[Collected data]
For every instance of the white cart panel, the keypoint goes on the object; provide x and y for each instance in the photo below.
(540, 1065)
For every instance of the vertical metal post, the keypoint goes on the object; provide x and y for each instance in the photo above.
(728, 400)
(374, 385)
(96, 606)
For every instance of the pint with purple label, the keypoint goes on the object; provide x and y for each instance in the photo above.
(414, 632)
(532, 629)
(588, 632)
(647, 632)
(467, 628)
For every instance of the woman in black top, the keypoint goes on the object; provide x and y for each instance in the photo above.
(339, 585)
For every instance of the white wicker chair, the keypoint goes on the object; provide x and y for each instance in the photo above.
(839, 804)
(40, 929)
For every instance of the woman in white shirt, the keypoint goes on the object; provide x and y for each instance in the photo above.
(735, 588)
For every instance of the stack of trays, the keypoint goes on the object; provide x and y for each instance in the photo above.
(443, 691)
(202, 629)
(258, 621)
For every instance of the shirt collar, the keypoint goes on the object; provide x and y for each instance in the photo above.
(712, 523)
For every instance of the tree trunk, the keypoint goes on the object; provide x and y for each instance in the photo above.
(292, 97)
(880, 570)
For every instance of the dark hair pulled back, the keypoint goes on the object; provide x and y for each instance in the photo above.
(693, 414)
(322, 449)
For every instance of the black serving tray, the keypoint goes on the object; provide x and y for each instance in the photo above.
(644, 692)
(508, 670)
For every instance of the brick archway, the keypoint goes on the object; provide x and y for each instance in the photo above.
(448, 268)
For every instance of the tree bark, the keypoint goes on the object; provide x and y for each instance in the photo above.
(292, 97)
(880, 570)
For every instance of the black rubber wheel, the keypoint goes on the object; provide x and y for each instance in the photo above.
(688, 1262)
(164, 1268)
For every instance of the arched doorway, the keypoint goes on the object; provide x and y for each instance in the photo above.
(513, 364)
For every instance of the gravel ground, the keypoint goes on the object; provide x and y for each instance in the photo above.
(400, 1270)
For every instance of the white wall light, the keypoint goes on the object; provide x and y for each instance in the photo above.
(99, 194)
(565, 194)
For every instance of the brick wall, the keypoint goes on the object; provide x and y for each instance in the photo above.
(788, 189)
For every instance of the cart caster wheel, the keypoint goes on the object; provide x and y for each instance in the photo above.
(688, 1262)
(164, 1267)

The task. Reproduce, word for word, every line starting at the line that contains "For every instance of the black rubber" and ending with the final line of the entries.

Exercise output.
For every instance of the black rubber wheel, the keypoint goes on the object; provide x and y for each instance in the photo above.
(688, 1262)
(164, 1268)
For every instance of the arched doorway, the keypoint goes on the object; provide x and y for each instance in the photo above.
(513, 364)
For every instance of the gravel ground, the keypoint goes on the object; provide x and y for each instance in the photo above.
(400, 1270)
For every instance of the white wall light, the keypoint goes on the object; provide x and y for each instance in the photo above.
(99, 194)
(565, 194)
For every instance of the brick wall, the keypoint goes on the object; provide x and y for each instance in the photo above.
(788, 189)
For every instance of the cart caster wheel, the keypoint goes on the object; provide x and y for each instance in the photo above.
(688, 1262)
(164, 1267)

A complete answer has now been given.